### Given entries
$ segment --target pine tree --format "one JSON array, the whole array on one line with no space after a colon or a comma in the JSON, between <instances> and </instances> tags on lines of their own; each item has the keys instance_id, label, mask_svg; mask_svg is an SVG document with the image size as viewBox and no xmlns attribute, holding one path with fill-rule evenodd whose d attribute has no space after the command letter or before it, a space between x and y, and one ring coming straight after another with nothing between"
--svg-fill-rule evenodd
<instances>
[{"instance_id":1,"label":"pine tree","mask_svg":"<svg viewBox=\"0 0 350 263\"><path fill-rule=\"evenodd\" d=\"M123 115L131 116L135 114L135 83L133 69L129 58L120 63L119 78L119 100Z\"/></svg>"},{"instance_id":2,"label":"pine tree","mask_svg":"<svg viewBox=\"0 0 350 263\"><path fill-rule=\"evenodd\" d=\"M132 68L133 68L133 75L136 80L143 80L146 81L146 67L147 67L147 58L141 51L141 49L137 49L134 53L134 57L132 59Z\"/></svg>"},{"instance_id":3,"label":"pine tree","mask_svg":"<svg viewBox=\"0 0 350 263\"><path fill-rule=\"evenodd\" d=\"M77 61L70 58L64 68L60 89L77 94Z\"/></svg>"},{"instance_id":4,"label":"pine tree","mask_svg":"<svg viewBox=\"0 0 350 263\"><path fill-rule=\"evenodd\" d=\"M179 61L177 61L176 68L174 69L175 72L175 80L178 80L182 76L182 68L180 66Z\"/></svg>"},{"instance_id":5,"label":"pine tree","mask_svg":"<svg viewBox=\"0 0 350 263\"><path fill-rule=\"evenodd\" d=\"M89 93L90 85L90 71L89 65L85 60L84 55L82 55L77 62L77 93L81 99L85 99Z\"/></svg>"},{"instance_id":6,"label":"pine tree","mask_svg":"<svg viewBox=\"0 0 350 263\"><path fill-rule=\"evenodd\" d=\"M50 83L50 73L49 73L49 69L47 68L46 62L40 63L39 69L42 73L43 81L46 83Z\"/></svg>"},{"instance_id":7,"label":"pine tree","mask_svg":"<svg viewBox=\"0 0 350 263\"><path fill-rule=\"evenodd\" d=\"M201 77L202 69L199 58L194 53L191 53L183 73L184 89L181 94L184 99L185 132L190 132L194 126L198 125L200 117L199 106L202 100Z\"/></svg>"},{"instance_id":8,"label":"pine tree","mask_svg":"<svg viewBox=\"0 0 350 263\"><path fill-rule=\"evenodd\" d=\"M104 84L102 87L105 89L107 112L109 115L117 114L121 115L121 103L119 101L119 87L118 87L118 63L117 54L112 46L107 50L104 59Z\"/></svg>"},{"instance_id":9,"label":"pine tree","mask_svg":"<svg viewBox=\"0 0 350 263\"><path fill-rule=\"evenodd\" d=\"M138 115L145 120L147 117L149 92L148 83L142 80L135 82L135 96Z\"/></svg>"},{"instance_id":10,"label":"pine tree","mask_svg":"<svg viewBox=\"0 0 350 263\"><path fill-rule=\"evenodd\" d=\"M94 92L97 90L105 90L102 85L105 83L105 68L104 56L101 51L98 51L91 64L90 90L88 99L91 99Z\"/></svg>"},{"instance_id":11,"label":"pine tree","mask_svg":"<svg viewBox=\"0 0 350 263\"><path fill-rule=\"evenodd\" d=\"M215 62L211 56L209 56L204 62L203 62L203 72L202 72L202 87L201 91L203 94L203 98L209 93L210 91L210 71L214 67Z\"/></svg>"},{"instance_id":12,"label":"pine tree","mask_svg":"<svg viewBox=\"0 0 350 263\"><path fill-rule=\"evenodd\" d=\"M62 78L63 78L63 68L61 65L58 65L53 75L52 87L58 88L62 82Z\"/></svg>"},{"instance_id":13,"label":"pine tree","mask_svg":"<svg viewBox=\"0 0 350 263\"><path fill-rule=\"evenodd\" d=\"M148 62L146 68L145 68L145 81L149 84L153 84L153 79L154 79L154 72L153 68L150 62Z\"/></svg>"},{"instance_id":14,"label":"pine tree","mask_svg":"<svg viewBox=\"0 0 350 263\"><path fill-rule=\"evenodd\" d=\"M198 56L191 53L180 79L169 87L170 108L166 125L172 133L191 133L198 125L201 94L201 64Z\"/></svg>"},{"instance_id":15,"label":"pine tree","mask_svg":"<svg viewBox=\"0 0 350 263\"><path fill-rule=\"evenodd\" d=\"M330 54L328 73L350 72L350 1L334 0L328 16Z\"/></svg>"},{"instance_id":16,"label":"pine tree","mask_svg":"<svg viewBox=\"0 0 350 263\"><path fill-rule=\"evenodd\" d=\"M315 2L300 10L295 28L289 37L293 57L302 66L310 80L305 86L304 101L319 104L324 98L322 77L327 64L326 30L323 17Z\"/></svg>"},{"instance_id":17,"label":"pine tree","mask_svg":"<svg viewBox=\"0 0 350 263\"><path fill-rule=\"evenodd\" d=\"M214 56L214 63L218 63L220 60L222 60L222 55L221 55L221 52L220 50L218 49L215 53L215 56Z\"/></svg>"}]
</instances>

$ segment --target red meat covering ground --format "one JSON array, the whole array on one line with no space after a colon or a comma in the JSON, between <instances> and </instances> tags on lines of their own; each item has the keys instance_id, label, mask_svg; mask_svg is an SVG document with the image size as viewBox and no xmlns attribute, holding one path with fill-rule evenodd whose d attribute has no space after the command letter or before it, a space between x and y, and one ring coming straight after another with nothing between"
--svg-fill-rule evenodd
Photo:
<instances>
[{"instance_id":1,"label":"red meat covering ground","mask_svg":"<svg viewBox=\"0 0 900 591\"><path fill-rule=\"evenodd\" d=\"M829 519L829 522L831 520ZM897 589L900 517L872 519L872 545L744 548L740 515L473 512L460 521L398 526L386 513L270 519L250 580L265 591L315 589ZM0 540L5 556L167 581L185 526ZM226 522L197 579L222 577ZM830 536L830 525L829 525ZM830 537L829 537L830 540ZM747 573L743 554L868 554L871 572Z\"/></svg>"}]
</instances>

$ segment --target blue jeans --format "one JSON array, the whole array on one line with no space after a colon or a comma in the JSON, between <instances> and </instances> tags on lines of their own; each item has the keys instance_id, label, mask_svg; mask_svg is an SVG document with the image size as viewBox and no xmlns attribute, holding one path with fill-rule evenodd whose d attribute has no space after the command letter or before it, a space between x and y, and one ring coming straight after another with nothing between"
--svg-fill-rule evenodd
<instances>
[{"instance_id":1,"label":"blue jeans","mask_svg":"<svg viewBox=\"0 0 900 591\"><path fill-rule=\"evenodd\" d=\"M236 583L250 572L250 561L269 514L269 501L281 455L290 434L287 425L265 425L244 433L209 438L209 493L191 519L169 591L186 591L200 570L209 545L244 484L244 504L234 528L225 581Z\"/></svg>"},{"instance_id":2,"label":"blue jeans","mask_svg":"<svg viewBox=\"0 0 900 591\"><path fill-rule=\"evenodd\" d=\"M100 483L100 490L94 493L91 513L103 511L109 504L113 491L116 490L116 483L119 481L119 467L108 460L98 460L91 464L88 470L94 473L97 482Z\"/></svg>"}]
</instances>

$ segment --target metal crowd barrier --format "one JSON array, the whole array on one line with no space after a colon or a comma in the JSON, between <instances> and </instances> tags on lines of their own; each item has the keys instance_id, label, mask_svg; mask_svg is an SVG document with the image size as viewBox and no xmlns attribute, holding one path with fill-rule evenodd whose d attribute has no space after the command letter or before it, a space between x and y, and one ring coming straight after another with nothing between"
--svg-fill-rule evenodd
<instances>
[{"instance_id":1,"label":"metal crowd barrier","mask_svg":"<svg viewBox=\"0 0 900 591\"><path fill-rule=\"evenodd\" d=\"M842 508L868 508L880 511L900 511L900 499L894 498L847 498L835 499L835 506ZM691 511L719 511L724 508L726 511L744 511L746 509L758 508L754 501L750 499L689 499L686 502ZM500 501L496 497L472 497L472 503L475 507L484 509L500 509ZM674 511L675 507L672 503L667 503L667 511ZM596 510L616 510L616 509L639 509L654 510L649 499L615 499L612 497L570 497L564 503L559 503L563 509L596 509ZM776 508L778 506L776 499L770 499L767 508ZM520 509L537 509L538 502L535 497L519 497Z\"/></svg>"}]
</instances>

### Problem
For each line of the data that includes the word "command", return a copy of it.

### Completed exercise
$ segment --target pine tree --format "one JSON array, the whole array on one line with no space after a colon or a comma in the JSON, between <instances> and </instances> tags on lines of their own; each item has the keys instance_id, label, mask_svg; mask_svg is an SVG document with the image size as viewBox and no xmlns attribute, holding one path with fill-rule evenodd whose d attribute has no space after the command letter or before it, a space between x and y, and one ring coming straight after another with nothing between"
$ segment --target red meat covering ground --format "one JSON array, the whole array on one line with no space after a colon or a comma in the JSON, between <instances> and </instances> tags on lines of their own; each item has the keys instance_id, label, mask_svg; mask_svg is an SVG document with the image size as viewBox and no xmlns attribute, holding one path with fill-rule evenodd whose d attribute has no space after the command letter or before it, a space between x and y, and one ring coming straight after another with nothing between"
$ segment --target blue jeans --format "one JSON array, the whole array on one line with no space after a colon or a comma in the JSON, between <instances> and </instances> tags on lines of their own; each item has the keys instance_id, label, mask_svg; mask_svg is an SVG document with the image size as viewBox and no xmlns attribute, holding one path with fill-rule evenodd whose d attribute has no space after the command letter or before it, a space between x and y, and one ring coming straight after another with nothing between"
$ segment --target metal crowd barrier --format "one JSON array, the whole array on one line with no space after a colon or a comma in the JSON, between <instances> and </instances> tags on lines of their own; each item has the keys instance_id, label, mask_svg; mask_svg is an SVG document with the image size as viewBox and no xmlns attribute, holding one path with fill-rule evenodd whose d attribute has no space after the command letter or before it, a space between x and y, and one ring coming straight after another with nothing between"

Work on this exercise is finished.